Point annotation records:

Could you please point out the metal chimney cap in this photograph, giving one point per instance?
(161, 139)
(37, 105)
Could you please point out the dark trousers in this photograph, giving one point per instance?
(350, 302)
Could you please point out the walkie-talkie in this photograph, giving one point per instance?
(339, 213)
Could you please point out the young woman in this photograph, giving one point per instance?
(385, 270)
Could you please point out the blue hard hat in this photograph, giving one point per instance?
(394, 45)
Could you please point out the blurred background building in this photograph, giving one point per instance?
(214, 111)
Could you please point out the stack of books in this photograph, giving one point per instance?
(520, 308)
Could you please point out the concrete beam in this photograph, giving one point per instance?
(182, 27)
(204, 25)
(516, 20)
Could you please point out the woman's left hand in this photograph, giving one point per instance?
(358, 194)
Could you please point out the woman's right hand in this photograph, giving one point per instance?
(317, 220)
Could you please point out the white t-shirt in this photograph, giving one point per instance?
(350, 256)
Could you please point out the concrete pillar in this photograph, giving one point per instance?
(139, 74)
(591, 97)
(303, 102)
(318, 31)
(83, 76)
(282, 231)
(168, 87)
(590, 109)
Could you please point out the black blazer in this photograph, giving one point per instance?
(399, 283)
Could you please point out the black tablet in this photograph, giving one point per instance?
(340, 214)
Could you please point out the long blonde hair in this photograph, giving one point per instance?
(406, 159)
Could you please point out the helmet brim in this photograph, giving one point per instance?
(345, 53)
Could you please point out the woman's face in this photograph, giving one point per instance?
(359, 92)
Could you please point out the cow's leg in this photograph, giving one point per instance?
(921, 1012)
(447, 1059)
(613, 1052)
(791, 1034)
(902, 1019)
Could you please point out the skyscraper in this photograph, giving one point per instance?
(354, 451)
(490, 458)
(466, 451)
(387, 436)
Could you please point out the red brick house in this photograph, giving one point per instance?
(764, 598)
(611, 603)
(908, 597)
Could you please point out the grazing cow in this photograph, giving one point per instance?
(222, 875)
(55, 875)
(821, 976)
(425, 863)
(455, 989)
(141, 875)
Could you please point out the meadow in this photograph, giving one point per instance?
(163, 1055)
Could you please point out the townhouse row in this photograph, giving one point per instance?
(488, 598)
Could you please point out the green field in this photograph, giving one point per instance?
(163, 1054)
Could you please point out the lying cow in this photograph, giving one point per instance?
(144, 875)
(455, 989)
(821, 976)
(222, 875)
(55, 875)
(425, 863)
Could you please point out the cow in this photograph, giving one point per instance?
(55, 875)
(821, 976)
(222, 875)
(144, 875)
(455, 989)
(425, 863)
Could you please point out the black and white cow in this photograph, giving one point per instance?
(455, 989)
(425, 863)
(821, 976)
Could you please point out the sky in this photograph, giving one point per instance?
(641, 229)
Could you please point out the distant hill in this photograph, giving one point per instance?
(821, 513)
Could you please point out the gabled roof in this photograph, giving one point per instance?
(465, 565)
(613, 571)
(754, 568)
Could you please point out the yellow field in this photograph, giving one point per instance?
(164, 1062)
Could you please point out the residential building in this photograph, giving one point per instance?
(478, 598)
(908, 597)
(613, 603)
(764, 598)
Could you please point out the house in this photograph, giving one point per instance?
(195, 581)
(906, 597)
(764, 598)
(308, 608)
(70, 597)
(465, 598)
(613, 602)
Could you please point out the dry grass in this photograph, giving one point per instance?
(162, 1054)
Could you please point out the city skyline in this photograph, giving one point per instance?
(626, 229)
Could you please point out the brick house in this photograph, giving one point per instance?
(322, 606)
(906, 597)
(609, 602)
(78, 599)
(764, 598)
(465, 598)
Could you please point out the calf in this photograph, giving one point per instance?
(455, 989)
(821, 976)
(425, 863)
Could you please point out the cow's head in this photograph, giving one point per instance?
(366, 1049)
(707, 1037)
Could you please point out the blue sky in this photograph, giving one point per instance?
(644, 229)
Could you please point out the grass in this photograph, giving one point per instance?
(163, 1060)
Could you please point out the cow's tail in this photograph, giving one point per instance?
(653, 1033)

* * *

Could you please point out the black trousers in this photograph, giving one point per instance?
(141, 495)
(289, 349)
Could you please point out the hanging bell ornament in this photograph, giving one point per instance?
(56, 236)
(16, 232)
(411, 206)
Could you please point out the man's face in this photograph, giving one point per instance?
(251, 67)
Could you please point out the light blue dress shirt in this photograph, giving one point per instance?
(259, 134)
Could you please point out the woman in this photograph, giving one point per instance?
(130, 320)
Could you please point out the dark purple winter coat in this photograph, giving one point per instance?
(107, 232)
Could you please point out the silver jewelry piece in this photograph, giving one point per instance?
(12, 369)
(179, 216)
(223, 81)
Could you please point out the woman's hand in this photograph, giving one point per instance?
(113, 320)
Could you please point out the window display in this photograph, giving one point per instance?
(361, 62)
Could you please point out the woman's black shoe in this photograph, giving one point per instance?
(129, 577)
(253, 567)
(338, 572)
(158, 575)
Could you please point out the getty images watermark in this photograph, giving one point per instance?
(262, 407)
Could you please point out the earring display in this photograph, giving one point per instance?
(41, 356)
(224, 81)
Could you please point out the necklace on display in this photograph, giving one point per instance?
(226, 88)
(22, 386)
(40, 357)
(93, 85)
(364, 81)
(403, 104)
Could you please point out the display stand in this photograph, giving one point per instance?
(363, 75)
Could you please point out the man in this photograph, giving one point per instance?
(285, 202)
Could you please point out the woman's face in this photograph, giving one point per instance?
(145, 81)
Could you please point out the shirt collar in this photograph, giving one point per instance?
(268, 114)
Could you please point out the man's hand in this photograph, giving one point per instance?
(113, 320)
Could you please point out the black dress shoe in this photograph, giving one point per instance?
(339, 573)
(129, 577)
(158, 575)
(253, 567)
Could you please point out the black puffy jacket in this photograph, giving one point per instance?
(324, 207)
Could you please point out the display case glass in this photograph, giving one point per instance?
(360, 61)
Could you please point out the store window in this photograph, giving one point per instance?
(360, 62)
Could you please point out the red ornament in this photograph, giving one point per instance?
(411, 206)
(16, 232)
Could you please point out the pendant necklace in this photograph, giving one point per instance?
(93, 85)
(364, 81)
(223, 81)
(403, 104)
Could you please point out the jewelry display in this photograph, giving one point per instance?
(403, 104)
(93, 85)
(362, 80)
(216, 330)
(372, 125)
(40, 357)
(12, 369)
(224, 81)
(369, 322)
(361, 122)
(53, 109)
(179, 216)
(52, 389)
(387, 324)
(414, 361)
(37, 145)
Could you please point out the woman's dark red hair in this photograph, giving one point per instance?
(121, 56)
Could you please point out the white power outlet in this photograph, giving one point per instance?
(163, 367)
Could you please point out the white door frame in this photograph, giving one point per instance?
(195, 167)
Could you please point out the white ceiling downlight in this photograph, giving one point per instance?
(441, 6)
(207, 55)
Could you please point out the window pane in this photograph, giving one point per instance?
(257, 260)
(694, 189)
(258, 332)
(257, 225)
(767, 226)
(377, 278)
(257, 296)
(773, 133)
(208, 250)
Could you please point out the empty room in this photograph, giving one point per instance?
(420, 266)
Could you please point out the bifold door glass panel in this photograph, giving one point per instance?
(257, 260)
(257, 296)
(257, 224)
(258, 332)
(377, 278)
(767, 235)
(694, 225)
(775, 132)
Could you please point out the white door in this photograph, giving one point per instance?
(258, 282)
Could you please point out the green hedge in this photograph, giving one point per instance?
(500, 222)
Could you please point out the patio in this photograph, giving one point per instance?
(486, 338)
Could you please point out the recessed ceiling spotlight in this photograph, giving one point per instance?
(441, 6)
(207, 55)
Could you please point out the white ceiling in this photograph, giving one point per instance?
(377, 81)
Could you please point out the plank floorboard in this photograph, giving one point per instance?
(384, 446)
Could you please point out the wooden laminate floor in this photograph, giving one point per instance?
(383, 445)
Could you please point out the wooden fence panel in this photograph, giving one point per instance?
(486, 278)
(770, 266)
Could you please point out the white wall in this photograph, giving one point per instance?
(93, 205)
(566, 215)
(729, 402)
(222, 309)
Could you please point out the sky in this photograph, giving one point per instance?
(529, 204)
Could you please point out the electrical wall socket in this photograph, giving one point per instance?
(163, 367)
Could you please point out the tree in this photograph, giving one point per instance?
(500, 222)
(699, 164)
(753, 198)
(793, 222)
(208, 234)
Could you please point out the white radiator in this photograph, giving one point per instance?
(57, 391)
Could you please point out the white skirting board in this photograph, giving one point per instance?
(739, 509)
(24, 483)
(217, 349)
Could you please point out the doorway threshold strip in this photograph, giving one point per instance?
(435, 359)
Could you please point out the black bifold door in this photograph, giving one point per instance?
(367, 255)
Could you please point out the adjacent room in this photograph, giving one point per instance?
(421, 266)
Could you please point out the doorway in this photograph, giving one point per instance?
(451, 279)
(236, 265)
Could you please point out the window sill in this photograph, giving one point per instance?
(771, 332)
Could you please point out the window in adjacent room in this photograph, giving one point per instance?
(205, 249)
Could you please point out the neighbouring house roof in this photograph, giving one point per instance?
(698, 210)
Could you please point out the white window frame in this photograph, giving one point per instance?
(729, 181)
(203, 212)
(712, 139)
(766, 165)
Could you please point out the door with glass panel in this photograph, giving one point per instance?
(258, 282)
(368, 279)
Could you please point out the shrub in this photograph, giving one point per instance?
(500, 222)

...

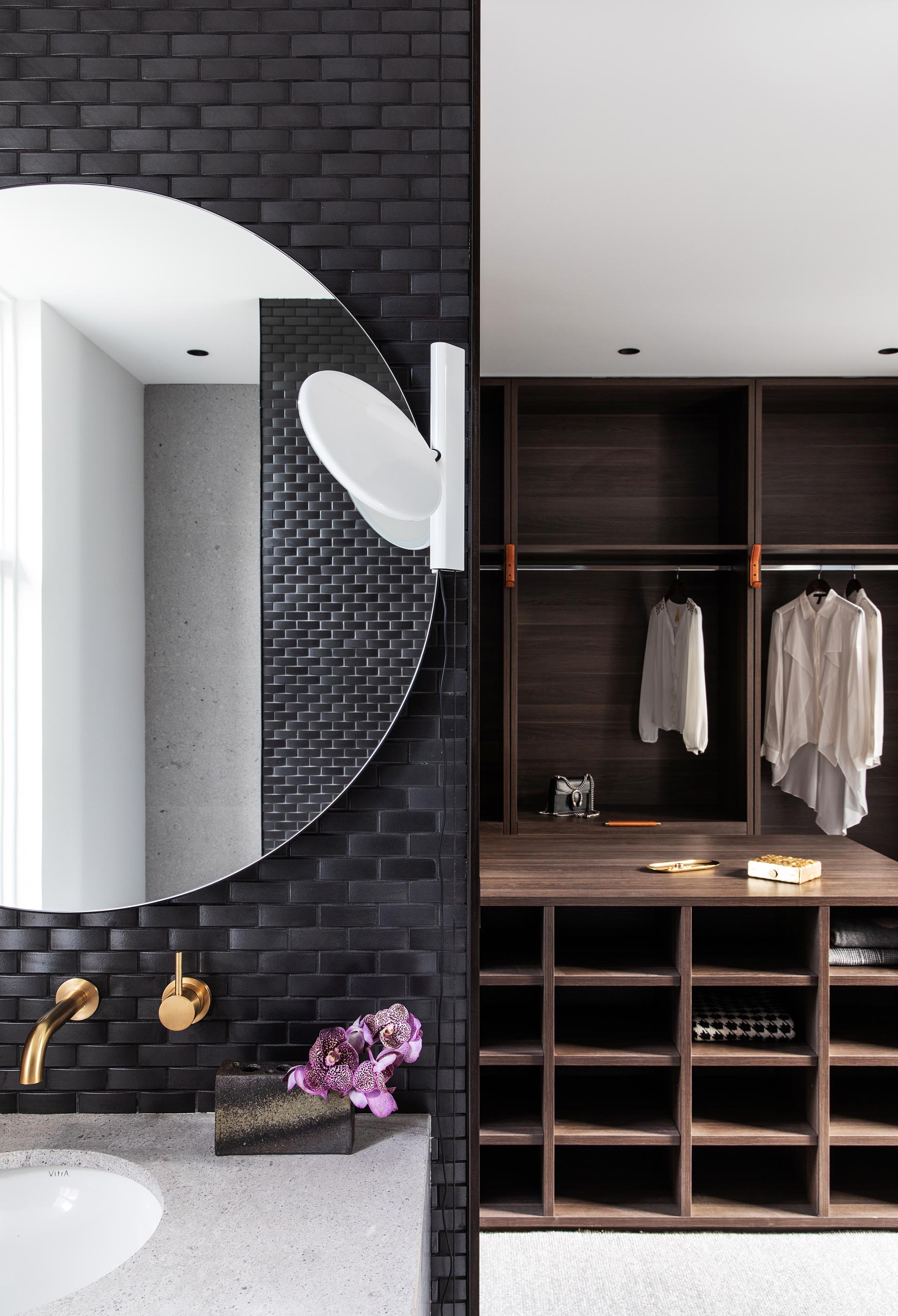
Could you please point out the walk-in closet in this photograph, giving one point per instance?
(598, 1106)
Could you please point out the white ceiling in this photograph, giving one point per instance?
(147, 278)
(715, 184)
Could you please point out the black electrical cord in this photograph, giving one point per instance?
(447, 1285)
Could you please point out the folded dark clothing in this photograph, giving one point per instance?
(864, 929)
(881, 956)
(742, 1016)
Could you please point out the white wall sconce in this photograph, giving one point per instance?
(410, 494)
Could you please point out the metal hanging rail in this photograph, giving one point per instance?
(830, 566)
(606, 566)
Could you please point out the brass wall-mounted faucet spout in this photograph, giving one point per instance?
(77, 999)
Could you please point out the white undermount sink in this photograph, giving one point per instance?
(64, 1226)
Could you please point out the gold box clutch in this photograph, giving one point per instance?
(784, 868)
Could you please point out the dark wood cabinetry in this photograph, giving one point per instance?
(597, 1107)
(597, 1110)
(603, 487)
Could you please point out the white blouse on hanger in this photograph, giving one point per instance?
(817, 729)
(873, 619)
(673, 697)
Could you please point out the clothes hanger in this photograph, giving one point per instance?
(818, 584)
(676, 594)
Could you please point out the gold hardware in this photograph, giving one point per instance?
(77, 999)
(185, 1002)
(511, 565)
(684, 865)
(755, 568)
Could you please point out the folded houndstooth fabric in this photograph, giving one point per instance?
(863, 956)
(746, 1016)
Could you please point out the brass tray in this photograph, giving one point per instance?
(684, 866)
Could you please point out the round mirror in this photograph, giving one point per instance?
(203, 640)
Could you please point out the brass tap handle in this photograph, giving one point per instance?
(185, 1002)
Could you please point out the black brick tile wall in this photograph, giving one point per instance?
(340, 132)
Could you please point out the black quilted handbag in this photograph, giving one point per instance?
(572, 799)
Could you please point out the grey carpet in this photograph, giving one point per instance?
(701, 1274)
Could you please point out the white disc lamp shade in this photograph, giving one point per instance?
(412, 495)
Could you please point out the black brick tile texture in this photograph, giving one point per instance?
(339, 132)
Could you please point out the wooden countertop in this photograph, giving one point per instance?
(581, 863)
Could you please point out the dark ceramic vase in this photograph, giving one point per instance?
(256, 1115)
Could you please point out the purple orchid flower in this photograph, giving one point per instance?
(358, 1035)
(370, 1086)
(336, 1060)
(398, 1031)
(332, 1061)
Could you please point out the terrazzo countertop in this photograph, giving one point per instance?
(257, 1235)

• _Aim of the task_
Format the part of the records above that opens with the line containing "Could you please point out the black quilted" and closes with the line containing "(701, 1274)" as a JSON list of strings, one string per line, leaving out blank lines.

• _Exercise result_
[
  "Could you please point out the black quilted handbag in this photograph, giving one point per instance?",
  "(572, 799)",
  "Could you please point out the grey carpet in this photograph, giving one point per instance?",
  "(701, 1274)"
]